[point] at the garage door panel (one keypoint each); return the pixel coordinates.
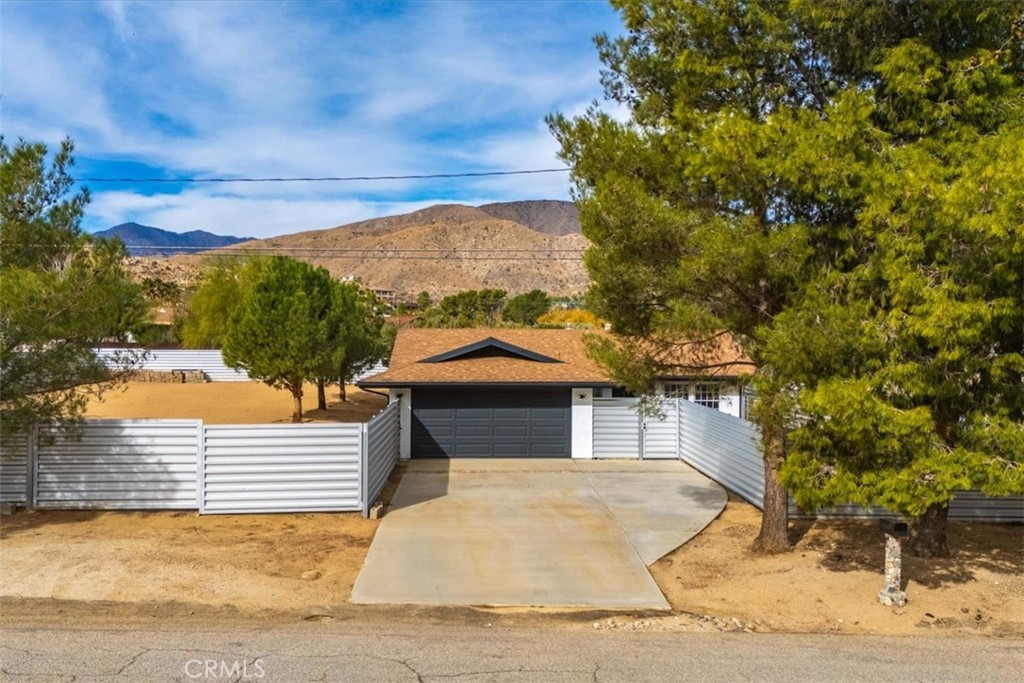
┄┄┄┄┄┄┄┄┄┄┄┄┄┄┄┄┄┄┄┄
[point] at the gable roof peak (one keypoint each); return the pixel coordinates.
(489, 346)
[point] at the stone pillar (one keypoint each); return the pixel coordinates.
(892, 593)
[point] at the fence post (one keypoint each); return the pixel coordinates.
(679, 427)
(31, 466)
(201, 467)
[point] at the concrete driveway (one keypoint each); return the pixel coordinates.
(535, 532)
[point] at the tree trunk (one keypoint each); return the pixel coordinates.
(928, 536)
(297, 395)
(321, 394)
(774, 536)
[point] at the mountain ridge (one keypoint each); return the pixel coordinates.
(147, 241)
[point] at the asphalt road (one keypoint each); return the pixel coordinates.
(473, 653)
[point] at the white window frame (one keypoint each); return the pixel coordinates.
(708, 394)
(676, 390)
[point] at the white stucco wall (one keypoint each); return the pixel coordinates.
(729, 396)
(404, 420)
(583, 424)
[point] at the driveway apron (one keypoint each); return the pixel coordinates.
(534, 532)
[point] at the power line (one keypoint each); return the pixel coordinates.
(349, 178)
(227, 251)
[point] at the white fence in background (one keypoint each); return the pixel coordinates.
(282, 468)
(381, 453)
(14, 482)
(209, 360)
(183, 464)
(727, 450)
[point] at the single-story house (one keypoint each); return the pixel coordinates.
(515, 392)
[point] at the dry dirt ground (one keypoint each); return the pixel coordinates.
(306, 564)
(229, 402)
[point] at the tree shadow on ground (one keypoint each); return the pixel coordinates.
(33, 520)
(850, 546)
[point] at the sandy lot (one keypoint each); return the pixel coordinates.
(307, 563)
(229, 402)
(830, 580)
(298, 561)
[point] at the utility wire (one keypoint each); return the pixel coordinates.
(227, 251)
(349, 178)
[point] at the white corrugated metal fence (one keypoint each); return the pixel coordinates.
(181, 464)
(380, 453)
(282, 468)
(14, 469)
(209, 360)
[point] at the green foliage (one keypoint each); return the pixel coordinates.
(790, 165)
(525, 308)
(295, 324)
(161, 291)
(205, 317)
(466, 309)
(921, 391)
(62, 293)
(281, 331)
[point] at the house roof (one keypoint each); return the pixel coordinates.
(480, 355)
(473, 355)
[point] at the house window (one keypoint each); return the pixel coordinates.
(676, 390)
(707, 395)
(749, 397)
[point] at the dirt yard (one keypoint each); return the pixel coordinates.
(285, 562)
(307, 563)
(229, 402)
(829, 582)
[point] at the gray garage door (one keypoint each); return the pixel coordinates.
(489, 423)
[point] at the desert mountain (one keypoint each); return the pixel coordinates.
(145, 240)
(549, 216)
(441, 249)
┄┄┄┄┄┄┄┄┄┄┄┄┄┄┄┄┄┄┄┄
> _Problem to solve_: List each line in the records above that contains the word "garage". Case counts.

> _Response_:
[point] at the garage door panel (one keypoint each); return the pixel coordinates.
[point] at the gray garage door (one keypoint each); return the pixel coordinates.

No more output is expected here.